So he's been like the class academic side, academic side of it.

SPEAKER_03:

Absolutely.

SPEAKER_06:

He hadn't been uh on a horsepacking trip to clean this dome, dumping dumping bacon grease in the meal crew.

SPEAKER_03:

No, no, but he was confident and he's very confident in that space, which I'd never been matched with that in the outdoor, in that, in that arena. And it was really cool because we had a couple of like clashing moments, but he but he took the lead. We sat and talked about and every and then we had conflict resolution and we were better for it, which was a really cool, refreshing type of interaction. That happened at least three, maybe four times that whole semester. But it was cool because it didn't like push each other away, we just got closer. So then anyway, it was again, it was like I said, it was a super that was 2012, um, slow burn. We're just friends, and then in 2014, November 2014, I had hiked the CDT that year. He had gone to um Tanzania and climbed Kilimanjaro, and then he went to India with a third. Yep, yep, yep, to teach wilderness first aid and just be in the be in the villages there and um okay, pause. Yeah.

• _Objective a_: Please return the entries below word for word, leaving out the pictures.

• _Raw records_:
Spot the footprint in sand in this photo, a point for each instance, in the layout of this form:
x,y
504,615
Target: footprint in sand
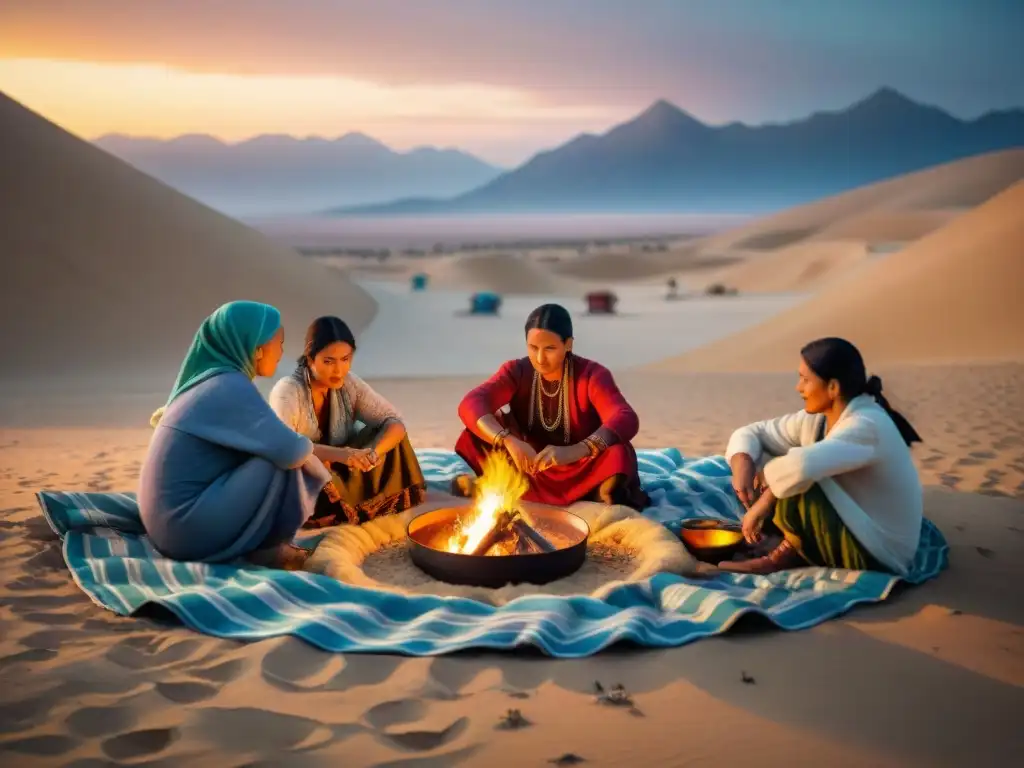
x,y
144,652
221,673
296,666
90,722
139,743
49,745
425,740
35,655
252,730
20,716
186,692
395,713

• _Objective b_: Retype the portion of the conversation transcript above that opens with the words containing "So he's been" and closes with "the meal crew.", without changing anything.

• _Exercise response a_:
Spot the footprint in sand in this photo, a point for each instance, in the layout of this form:
x,y
504,615
Target: footprint in sand
x,y
144,652
221,673
296,666
90,722
139,743
49,745
425,740
35,655
252,730
20,716
186,692
395,713

• _Exercise response b_:
So he's been like the class academic side, academic side of it.

SPEAKER_03:

Absolutely.

SPEAKER_06:

He hadn't been uh on a horsepacking trip to clean this dome, dumping dumping bacon grease in the meal crew.